Admin

Posted by

Allen Adams Allen Adams
This e-mail address is being protected from spambots. You need JavaScript enabled to view it

edge staff writer

Share

Weird National Briefs (11/25/2020)

Rate this item
(0 votes)

Owl be there

SAUGERTIES, N.Y. (AP) — A tiny owl that was found dehydrated and hungry in the branches of the Rockefeller Center Christmas tree is eating its way back to good health and is set to be released back into the wild Saturday.

The adult male Saw-whet owl was dubbed Rockefeller after it was discovered Monday by a worker setting up the towering holiday tree in Manhattan. The Norway spruce was cut down 170 miles (275 kilometers) northwest in upstate New York and brought to Manhattan on Saturday.

The bird was taken to the Ravensbeard Wildlife Center in the Hudson Valley, where it is dining on mice in preparation for a return to the wild, tentatively before dusk Saturday.

“I just want to make sure he’s well-fed before he goes,” Director Ellen Kalish told the Daily Freeman on Thursday. “He was a little on the thin side when he came in. He probably hadn’t eaten in a number of days. So I just want to make sure that he’s at his best weight and health, and then he goes.”

Kalish said the owl is in “great condition” with no bone fractures apparent after an X-ray. She plans to release the owl from the center’s location in Saugerties, New York.

TME – Thus completing the owl version of Rumspringa.

Border (Paw) Patrol

FORT KENT (AP) — A lost dog’s journey across the Canadian border and back was complicated by coronavirus restrictions limiting movement from a town on one side of the St. John River to a Maine town on the other.

Diamond, a German shepherd, escaped from her home in New Brunswick on Saturday and crossed a border bridge into Fort Kent, Maine, where coronavirus restrictions prevented her caretakers from following, the Bangor Daily News reported.

The owner, Paryse Michaud, was at her daughter’s hockey tournament several hours away when she got the news that the 17-month-old shepherd had escaped from their home in Clair, New Brunswick. Michaud’s father was looking after the dog when she escaped, the newspaper reported.

DATA TO EXAMINE:
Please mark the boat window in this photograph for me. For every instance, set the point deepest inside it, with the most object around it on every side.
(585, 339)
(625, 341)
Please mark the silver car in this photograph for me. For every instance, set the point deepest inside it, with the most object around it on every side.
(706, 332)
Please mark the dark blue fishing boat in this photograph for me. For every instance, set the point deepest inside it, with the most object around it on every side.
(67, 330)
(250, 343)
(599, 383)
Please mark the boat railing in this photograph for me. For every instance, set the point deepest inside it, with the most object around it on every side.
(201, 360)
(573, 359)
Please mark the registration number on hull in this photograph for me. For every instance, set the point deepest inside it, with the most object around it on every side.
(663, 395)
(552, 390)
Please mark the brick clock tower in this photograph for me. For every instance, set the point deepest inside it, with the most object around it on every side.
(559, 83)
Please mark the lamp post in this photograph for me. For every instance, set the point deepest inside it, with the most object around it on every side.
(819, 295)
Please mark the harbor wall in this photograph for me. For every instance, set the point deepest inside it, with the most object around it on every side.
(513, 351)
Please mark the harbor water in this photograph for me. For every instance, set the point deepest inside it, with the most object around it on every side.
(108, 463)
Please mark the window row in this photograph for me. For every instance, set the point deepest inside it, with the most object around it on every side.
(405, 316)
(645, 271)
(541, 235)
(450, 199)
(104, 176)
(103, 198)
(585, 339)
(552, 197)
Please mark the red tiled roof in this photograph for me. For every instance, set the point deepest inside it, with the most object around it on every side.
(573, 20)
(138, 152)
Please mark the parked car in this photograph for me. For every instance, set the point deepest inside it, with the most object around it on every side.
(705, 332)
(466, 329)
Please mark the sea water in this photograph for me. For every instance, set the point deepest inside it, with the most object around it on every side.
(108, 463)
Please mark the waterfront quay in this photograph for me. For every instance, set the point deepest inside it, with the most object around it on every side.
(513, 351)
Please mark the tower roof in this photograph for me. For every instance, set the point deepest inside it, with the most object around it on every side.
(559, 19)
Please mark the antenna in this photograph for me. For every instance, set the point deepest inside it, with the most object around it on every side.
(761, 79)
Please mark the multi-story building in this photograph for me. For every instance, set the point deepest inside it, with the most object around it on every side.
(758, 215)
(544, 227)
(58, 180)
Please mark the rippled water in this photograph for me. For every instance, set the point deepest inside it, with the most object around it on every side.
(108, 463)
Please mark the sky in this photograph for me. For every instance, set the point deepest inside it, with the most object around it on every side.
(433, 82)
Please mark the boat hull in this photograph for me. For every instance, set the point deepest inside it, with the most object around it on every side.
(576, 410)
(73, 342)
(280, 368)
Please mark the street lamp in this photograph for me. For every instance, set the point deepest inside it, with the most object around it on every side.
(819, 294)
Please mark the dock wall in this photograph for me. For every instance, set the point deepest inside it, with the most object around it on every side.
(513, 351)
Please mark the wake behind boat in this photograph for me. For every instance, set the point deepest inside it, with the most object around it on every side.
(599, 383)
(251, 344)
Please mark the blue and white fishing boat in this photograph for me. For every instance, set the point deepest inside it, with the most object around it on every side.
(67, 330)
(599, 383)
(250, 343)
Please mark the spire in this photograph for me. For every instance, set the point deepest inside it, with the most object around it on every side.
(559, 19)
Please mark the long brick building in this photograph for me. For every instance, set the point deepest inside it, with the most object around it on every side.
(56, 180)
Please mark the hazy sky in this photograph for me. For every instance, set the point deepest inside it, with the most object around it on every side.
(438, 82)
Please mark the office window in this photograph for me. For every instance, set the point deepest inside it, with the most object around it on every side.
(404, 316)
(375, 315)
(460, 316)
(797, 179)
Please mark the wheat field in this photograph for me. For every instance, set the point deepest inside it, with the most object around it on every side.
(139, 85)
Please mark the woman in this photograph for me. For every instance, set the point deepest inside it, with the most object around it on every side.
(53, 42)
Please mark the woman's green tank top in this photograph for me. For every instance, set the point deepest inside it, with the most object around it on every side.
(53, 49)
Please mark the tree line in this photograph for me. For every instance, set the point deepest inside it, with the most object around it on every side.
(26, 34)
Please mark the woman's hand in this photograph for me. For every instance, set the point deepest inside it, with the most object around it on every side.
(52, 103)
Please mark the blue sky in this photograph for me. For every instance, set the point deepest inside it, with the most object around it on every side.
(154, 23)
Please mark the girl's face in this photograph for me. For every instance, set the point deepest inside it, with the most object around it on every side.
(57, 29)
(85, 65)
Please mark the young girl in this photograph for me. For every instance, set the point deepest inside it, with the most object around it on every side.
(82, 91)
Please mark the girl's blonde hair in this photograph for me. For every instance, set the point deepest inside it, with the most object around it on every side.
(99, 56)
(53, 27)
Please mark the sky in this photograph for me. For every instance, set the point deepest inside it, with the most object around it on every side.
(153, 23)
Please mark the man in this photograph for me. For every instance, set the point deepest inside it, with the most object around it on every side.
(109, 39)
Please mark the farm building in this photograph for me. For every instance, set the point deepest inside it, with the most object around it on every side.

WHAT YOU NEED TO DO:
Reproduce the entire Weird National Briefs page above word for word, from its first line to its last.

EXERCISE ANSWER:
Admin

Posted by

Allen Adams Allen Adams
This e-mail address is being protected from spambots. You need JavaScript enabled to view it

edge staff writer

Share

Weird National Briefs (11/25/2020)

Rate this item
(0 votes)

Owl be there

SAUGERTIES, N.Y. (AP) — A tiny owl that was found dehydrated and hungry in the branches of the Rockefeller Center Christmas tree is eating its way back to good health and is set to be released back into the wild Saturday.

The adult male Saw-whet owl was dubbed Rockefeller after it was discovered Monday by a worker setting up the towering holiday tree in Manhattan. The Norway spruce was cut down 170 miles (275 kilometers) northwest in upstate New York and brought to Manhattan on Saturday.

The bird was taken to the Ravensbeard Wildlife Center in the Hudson Valley, where it is dining on mice in preparation for a return to the wild, tentatively before dusk Saturday.

“I just want to make sure he’s well-fed before he goes,” Director Ellen Kalish told the Daily Freeman on Thursday. “He was a little on the thin side when he came in. He probably hadn’t eaten in a number of days. So I just want to make sure that he’s at his best weight and health, and then he goes.”

Kalish said the owl is in “great condition” with no bone fractures apparent after an X-ray. She plans to release the owl from the center’s location in Saugerties, New York.

TME – Thus completing the owl version of Rumspringa.

Border (Paw) Patrol

FORT KENT (AP) — A lost dog’s journey across the Canadian border and back was complicated by coronavirus restrictions limiting movement from a town on one side of the St. John River to a Maine town on the other.

Diamond, a German shepherd, escaped from her home in New Brunswick on Saturday and crossed a border bridge into Fort Kent, Maine, where coronavirus restrictions prevented her caretakers from following, the Bangor Daily News reported.

The owner, Paryse Michaud, was at her daughter’s hockey tournament several hours away when she got the news that the 17-month-old shepherd had escaped from their home in Clair, New Brunswick. Michaud’s father was looking after the dog when she escaped, the newspaper reported.